A Comprehensive Guide to Cypher Map Projection

CTO at SmartGrid Communications Inc.

May 2, 2022

6 min read

Credits: https://unsplash.com/photos/qDG7XKJLKbs

Cypher is a visual graph query language used by the Neo4j graph database. It lets you write very precise pattern matching queries like:

MATCH (movie:Movie {title: “The Matrix”})
       <-[:ACTED_IN]-(person:Person)
WHERE person.born > 1960
RETURN person

This returns the people who acted in the movie “The Matrix&rdquo and were born after 1960.

But a lesser known feature also allows you to determine with equal precision what gets returned by the queryin in a JSON format similar to a GraphQL output. This post is all about this fantastic feature.

The “Classical” Return Statement and Its “Drawbacks”

Let’s start from a very simple example:

MATCH (movie:Movie {title: “The Matrix”})
RETURN movie

If you run this query, you’ll get a node object whose representation looks like the following (this is the result as displayed in the Neo4j Browser – you may have different results if running the query through a specific driver):

{
  "identity": 0,
  "labels": [
    "Movie"
  ],
  "properties": {
"tagline": "Welcome to the Real World",
"title": "The Matrix",
"released": 1999
  }
}

That’s fine, but maybe your application does not need the tagline? It’d be better to exclude this field in order to reduce the size of data transferred. Then you can replace the preceding return statement with:

RETURN movie.title, movie.released

The result here is quite different: instead of a single column containing a JSON element, you end up with a two-column result:

╒═════════════╤════════════════╕
│"movie.title"│"movie.released"│
╞═════════════╪════════════════╡
│"The Matrix" │1999            │
└─────────────┴────────────────┘

Now, imagine you also want to retrieve the actors involved in this movie in the same query – you have to write:

MATCH (movie:Movie {title: “The Matrix”})
       <-[:ACTED_IN]-(person:Person)
RETURN movie.title, movie.released, person.name

which returns a table with a lot of duplicated information:

╒═════════════╤════════════════╤════════════════════╕
│"movie.title"│"movie.released"│"person.name"       │
╞═════════════╪════════════════╪════════════════════╡
│"The Matrix" │1999            │"Emil Eifrem"       │
├─────────────┼────────────────┼────────────────────┤
│"The Matrix" │1999            │"Hugo Weaving"      │
├─────────────┼────────────────┼────────────────────┤
│"The Matrix" │1999            │"Laurence Fishburne"│
├─────────────┼────────────────┼────────────────────┤
│"The Matrix" │1999            │"Carrie-Anne Moss"  │
├─────────────┼────────────────┼────────────────────┤
│"The Matrix" │1999            │"Keanu Reeves"      │
└─────────────┴────────────────┴────────────────────┘

The movie’s title and release date are repeated as many times as the number of actors in the movie! So, what can we do to avoid these repetitions and always return a consistent data type?

Requirement A —
In the Cypher guide, rewrite the part that opens with the words containing "This returns the" and closes with "this fantastic feature.", substituting "powerful" for "fantastic".
Requirement B —
Name every actor listed in the three-column result table of the Cypher guide.

Dataset extract —
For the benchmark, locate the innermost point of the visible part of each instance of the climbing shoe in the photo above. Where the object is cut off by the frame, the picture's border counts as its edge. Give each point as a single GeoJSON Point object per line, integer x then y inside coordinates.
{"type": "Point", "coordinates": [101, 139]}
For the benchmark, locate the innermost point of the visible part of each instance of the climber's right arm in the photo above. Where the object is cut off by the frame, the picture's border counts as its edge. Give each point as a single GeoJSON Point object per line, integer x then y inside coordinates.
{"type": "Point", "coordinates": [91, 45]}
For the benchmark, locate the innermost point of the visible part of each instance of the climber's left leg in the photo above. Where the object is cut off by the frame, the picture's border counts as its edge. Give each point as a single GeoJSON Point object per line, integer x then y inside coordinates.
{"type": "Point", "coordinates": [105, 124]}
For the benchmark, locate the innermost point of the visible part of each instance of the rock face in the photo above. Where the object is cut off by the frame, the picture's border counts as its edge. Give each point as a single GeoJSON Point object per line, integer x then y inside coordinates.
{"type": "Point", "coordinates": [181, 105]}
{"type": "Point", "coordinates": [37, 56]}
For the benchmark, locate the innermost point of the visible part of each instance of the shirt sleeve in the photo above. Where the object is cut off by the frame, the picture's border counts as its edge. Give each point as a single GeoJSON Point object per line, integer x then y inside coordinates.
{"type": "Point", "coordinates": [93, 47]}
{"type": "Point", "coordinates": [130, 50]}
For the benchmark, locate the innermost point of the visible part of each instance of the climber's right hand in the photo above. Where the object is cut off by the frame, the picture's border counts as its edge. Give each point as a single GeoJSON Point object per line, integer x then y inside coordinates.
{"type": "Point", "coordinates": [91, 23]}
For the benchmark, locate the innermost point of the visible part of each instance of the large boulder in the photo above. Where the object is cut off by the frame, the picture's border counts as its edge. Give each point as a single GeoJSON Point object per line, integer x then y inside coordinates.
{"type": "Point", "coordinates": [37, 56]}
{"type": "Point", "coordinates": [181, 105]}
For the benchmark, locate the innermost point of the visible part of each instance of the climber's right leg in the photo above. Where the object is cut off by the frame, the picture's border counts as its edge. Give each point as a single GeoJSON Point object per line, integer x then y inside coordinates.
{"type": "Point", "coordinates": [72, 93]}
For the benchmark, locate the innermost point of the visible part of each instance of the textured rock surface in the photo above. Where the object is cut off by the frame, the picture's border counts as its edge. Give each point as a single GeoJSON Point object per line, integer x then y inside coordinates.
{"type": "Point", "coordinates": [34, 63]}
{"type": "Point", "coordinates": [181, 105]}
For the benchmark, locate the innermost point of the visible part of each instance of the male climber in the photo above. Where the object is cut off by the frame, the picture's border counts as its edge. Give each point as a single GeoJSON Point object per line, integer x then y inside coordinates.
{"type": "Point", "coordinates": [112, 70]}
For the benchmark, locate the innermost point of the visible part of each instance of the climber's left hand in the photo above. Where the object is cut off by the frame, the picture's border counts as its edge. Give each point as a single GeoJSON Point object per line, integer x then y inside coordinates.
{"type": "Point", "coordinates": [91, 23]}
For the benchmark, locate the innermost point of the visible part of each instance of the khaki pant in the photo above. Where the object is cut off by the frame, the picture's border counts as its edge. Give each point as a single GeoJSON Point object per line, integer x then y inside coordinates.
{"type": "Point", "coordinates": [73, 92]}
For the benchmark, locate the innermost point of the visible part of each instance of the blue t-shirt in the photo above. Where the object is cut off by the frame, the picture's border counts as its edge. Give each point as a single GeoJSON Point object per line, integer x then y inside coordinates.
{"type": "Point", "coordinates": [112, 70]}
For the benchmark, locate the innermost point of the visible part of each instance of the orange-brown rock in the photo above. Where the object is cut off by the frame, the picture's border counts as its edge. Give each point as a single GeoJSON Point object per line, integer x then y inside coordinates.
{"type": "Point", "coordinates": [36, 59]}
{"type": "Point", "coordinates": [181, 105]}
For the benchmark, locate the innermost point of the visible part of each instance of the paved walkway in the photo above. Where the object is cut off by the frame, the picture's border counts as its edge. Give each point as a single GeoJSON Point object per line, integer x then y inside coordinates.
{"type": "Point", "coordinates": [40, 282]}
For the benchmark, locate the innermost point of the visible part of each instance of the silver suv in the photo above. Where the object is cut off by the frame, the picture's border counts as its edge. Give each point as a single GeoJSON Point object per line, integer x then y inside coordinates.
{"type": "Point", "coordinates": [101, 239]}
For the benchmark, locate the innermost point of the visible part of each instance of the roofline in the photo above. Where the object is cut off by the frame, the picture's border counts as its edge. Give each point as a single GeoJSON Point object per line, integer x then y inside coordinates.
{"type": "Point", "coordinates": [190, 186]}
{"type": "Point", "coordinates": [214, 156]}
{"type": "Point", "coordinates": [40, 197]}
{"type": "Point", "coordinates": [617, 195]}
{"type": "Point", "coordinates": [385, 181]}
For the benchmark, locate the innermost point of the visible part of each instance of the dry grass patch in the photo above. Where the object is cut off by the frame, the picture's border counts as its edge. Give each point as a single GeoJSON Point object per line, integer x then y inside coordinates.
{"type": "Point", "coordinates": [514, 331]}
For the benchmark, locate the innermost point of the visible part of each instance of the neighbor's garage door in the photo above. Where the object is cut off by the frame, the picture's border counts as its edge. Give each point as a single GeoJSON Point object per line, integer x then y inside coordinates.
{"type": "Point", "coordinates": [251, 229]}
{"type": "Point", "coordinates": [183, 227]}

* * *

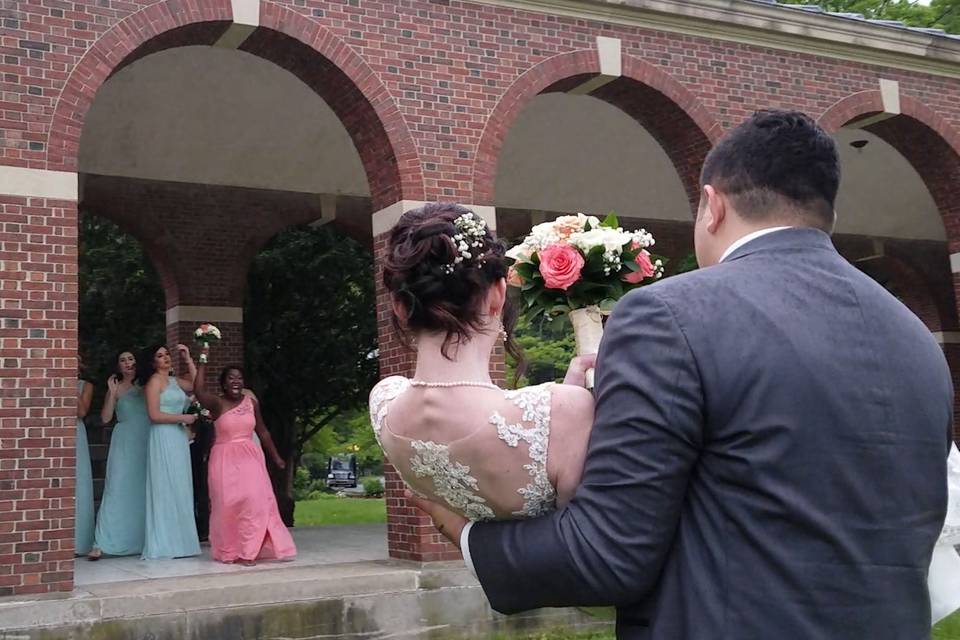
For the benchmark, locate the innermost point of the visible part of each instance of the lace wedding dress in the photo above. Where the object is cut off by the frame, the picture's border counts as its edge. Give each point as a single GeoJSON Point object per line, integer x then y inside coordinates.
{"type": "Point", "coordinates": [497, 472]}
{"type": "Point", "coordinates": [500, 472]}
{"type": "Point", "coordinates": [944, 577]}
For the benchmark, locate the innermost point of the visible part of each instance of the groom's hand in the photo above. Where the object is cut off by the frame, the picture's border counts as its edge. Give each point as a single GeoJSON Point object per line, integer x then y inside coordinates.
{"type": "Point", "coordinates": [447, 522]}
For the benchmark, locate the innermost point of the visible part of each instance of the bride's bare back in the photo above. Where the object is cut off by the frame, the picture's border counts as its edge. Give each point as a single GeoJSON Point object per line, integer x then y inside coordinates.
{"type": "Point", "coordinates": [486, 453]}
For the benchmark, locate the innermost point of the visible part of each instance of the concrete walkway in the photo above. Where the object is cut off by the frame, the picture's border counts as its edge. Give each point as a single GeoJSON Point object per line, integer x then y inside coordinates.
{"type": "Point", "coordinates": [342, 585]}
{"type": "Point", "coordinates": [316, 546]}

==

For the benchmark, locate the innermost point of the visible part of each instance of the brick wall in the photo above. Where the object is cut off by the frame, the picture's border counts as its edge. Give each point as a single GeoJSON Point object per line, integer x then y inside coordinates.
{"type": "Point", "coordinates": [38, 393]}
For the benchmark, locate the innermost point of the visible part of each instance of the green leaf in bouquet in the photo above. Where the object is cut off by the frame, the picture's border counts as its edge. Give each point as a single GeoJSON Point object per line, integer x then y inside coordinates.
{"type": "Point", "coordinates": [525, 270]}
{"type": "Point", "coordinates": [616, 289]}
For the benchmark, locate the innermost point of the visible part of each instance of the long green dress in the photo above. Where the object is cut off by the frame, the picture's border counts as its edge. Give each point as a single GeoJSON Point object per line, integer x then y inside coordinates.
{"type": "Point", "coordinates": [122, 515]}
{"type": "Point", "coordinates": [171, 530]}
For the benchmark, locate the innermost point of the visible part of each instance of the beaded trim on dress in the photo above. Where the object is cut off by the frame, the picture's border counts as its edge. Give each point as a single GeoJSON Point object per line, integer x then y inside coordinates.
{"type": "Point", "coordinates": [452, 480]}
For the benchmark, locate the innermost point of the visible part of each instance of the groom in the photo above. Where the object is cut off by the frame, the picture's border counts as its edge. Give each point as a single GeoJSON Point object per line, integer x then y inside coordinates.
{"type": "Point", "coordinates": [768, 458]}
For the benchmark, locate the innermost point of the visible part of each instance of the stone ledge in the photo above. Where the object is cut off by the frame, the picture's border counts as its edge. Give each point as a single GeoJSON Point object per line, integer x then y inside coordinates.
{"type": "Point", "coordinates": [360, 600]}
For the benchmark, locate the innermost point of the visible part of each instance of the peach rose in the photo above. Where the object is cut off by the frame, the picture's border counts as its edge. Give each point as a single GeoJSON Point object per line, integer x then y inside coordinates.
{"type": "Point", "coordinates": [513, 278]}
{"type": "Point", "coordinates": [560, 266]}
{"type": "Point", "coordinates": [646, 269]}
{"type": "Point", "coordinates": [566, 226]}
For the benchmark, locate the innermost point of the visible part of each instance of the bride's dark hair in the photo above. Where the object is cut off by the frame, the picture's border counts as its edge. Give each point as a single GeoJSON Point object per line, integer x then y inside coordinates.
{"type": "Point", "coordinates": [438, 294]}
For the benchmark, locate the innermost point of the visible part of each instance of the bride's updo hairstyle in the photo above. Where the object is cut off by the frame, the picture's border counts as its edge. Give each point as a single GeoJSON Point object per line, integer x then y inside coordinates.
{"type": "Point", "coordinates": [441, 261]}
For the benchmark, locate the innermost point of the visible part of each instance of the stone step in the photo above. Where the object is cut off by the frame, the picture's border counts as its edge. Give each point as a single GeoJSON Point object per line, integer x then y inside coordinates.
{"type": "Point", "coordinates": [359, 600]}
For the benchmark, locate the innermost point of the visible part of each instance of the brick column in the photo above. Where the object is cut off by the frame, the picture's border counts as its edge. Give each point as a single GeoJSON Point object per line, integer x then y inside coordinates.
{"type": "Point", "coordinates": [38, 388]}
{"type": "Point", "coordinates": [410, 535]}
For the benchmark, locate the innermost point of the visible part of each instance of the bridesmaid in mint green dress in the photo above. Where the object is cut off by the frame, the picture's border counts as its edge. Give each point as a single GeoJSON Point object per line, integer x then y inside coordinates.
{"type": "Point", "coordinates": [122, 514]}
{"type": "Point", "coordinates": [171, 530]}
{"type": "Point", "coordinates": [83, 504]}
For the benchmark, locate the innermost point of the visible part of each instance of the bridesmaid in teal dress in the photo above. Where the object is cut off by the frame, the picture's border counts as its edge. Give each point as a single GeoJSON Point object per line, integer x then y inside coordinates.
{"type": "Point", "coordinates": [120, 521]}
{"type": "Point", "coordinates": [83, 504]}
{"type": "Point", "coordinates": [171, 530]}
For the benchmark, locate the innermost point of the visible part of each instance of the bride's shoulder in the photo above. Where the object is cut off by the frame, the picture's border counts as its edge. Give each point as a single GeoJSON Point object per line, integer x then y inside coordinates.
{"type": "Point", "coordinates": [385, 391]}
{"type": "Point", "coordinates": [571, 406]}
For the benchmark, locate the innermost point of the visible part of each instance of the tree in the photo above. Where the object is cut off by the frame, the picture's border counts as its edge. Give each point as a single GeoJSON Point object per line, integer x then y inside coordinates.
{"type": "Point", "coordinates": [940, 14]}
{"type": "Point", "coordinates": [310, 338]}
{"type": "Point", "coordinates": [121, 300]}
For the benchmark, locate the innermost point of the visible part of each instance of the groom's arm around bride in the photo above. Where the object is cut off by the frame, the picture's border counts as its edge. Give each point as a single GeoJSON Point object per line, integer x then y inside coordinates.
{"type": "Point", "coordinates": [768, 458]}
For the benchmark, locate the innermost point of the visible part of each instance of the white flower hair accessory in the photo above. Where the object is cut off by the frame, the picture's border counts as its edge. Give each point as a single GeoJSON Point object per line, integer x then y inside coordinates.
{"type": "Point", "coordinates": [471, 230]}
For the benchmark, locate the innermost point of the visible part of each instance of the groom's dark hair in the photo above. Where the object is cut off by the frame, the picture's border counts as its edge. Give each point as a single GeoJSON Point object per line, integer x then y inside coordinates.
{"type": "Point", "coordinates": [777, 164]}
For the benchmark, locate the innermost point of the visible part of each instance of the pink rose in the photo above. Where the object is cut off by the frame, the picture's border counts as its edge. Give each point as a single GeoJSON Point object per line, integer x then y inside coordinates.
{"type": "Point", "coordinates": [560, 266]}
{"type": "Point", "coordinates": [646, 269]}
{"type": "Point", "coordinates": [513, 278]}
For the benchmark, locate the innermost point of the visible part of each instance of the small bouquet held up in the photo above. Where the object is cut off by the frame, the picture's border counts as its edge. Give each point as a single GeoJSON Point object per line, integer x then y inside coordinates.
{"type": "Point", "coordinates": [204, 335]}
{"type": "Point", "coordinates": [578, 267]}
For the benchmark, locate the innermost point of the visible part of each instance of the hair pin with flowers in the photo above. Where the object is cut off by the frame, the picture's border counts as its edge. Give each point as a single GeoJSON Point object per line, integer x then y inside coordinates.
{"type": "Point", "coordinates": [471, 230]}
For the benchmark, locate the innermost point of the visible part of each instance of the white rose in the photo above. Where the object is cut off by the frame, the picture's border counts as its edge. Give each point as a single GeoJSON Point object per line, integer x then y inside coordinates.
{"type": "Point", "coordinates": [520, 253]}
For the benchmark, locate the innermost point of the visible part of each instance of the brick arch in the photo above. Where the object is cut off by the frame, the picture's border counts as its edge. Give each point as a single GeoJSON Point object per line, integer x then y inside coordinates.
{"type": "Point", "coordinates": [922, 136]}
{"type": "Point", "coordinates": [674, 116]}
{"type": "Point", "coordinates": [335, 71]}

Written answer A —
This returns the people who acted in the movie “The Matrix&rdquo and were born after 1960.

But a lesser known feature also allows you to determine with equal precision what gets returned by the queryin in a JSON format similar to a GraphQL output. This post is all about this powerful feature.

Written answer B —
Emil Eifrem, Hugo Weaving, Laurence Fishburne, Carrie-Anne Moss, Keanu Reeves